Records for processing>

-------------------------

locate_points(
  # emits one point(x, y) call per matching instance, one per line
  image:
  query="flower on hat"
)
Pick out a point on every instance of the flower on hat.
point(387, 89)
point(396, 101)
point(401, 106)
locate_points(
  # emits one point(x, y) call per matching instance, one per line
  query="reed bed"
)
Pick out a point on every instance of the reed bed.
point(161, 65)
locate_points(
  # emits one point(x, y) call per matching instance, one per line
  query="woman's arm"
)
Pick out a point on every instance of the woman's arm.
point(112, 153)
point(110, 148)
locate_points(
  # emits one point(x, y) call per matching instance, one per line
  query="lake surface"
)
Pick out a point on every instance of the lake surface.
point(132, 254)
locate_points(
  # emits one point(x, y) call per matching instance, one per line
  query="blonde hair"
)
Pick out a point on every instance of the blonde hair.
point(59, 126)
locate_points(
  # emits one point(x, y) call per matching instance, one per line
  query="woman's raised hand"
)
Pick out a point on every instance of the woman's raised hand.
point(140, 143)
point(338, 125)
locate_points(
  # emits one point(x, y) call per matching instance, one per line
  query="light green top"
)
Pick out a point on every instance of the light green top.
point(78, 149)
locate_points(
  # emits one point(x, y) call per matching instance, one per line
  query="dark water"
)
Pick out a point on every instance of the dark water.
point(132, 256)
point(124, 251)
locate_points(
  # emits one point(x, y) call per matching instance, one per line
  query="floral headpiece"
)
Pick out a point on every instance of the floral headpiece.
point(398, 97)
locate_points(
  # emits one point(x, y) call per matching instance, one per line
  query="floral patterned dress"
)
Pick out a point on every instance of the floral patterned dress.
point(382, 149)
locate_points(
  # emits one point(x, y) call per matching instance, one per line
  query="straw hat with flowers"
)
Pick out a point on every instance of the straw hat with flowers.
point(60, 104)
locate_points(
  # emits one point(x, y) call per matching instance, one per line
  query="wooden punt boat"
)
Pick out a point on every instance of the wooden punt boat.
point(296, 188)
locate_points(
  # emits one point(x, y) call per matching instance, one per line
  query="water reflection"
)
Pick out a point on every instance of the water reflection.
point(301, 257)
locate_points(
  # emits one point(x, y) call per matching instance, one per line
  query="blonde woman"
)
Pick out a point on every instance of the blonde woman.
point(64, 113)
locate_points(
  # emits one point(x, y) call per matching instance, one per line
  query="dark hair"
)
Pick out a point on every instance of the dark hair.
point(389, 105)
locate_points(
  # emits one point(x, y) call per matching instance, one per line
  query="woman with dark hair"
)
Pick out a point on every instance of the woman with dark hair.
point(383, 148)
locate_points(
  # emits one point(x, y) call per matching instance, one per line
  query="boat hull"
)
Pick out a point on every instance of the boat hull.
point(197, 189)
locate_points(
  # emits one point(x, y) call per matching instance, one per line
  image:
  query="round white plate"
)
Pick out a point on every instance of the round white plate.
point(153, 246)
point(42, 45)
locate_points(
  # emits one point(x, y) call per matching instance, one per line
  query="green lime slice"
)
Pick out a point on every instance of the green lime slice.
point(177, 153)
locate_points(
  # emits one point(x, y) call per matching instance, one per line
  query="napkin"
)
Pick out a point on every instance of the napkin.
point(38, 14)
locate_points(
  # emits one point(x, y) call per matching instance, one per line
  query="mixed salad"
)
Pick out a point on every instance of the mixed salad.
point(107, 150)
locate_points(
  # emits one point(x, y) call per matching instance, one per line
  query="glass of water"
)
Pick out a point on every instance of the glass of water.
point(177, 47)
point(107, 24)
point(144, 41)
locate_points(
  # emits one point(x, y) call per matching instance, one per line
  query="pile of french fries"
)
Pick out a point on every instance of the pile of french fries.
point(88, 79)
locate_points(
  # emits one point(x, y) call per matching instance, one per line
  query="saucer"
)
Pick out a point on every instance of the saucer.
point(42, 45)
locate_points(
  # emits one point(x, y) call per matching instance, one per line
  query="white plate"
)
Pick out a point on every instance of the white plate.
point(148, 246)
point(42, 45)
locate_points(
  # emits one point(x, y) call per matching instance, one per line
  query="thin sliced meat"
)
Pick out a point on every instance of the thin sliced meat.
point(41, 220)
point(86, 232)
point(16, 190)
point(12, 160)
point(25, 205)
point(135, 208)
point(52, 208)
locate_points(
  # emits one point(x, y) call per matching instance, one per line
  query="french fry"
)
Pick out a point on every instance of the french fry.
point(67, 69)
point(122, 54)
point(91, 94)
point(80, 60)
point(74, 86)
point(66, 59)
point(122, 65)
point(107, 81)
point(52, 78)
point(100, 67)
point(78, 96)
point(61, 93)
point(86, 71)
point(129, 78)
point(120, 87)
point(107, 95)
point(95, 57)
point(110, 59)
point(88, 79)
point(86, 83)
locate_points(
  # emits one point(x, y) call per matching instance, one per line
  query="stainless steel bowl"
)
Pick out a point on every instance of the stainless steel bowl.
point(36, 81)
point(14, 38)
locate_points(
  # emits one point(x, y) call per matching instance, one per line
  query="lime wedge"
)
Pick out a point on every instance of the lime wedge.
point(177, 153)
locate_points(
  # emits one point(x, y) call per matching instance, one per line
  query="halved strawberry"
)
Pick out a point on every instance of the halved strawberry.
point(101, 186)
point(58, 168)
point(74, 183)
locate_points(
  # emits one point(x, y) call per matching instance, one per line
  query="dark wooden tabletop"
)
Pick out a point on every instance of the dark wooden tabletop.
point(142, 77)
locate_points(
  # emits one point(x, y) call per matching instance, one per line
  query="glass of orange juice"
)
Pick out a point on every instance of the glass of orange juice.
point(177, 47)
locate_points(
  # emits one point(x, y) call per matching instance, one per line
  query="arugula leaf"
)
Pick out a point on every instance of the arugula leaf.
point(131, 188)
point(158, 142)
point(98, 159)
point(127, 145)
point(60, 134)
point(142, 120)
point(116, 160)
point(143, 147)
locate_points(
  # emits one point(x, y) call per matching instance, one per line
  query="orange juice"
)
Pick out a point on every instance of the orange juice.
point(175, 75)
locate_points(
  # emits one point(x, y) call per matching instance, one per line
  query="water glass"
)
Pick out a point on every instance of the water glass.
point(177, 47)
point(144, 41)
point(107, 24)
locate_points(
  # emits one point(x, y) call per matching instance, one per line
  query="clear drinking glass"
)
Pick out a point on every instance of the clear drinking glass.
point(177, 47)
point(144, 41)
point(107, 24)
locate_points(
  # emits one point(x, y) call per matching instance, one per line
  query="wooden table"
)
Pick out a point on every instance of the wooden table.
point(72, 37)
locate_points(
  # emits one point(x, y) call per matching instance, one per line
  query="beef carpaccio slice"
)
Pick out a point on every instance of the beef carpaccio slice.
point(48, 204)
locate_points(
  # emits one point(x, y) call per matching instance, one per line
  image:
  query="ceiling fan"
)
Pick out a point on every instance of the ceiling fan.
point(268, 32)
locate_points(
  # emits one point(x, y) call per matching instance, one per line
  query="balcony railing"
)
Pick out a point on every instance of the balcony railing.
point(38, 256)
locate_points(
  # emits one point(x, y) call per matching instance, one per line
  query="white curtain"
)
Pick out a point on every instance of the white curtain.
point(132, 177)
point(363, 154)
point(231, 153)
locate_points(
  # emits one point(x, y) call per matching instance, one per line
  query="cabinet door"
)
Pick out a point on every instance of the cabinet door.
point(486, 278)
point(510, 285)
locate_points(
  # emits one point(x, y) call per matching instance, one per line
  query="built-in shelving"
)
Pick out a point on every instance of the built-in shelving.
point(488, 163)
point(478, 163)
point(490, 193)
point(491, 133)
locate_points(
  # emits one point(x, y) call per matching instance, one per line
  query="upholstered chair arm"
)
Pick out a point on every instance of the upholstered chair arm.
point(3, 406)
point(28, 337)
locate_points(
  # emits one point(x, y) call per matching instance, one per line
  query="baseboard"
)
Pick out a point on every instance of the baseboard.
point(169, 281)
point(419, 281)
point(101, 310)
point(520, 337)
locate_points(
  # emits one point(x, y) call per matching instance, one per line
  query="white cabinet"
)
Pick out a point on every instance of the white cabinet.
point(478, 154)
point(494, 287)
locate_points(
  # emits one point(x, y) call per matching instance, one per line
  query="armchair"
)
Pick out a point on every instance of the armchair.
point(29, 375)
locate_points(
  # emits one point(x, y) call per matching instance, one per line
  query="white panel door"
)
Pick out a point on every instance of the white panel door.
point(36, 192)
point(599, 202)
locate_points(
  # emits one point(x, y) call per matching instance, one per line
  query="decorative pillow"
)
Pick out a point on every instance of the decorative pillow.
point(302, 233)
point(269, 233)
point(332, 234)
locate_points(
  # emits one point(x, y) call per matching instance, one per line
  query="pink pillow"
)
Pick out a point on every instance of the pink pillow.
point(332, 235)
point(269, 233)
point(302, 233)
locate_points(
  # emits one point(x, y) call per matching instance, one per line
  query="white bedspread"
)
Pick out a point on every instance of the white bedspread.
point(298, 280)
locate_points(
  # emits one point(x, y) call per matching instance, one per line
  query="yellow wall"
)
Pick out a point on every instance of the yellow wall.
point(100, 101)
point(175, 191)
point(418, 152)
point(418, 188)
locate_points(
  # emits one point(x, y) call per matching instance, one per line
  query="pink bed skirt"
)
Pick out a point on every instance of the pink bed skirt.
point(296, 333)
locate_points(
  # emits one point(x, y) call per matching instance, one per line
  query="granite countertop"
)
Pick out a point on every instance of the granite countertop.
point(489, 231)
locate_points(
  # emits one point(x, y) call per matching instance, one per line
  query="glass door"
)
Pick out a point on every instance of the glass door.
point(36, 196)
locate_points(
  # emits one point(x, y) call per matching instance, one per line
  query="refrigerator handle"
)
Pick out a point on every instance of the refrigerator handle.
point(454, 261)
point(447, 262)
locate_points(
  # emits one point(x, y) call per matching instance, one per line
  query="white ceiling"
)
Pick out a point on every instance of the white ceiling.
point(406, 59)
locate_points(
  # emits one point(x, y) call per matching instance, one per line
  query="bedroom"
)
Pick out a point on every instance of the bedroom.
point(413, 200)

-------------------------

Goal>
Please write out the records again from their start up to and including the line with "point(401, 106)", requests included, and give only those lines. Multiply every point coordinate in the answers by 0.65 and round each to a whole number, with halves rounded up.

Response to this exercise>
locate_points(
  # emits one point(x, y) call per matching instance, one per line
  image:
  query="flower on hat"
)
Pick out a point on every instance of the flower on hat.
point(252, 58)
point(257, 66)
point(261, 69)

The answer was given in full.